DIRECTIONS FOR THIS TASK: Extract every line of the listing that contains the word "just", matching case exactly.

EXERCISE INPUTS:
>>>

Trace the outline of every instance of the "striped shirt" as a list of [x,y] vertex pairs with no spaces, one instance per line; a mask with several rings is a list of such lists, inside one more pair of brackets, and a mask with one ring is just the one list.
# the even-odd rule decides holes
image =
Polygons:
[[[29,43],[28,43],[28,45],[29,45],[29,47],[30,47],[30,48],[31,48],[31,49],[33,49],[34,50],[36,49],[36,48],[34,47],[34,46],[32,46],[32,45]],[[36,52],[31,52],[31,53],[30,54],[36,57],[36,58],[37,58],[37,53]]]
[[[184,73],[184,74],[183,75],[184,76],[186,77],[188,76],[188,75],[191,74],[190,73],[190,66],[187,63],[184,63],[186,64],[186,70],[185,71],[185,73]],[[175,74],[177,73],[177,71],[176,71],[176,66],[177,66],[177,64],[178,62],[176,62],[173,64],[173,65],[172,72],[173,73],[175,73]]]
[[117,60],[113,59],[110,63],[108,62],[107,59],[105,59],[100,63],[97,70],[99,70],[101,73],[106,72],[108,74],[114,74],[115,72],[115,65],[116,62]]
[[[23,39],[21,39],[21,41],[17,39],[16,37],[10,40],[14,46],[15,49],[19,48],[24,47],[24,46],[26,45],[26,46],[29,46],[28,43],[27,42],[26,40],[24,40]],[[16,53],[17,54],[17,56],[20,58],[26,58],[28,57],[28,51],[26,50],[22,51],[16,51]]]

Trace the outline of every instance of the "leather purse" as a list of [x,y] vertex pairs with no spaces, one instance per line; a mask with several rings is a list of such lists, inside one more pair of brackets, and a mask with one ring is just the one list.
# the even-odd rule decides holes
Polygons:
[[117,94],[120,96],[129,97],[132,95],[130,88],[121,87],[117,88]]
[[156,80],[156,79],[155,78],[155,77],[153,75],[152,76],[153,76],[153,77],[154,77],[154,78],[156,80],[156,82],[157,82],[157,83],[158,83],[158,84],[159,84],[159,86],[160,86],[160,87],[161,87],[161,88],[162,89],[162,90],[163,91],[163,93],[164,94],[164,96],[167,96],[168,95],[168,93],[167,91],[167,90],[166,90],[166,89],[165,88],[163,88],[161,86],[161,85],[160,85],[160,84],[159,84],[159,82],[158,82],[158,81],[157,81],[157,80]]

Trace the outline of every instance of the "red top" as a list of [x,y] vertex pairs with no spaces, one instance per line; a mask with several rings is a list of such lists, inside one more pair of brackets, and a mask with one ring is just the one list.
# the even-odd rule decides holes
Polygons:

<<<

FINISHED TASK:
Trace the outline of every instance of the "striped shirt" as a list of [x,y] vertex pairs with no spaces, one instance per line; a mask with several rings is a list of such lists, inside one more pair of brackets, and a mask with one ring is just the one list.
Trace the outline of every instance of the "leather purse" as a list of [x,y] vertex pairs with no spaces, one instance per line; a mask with several rings is a list of such lists, inside one more pair of brackets, and a mask with one ring is just the one list.
Trace the outline of every instance of the "red top" as a list of [x,y] vertex pairs with no spaces, one instance per line; a mask with several rings is a list of such lists, inside one more pair of brackets, and a mask with one ring is just the one list.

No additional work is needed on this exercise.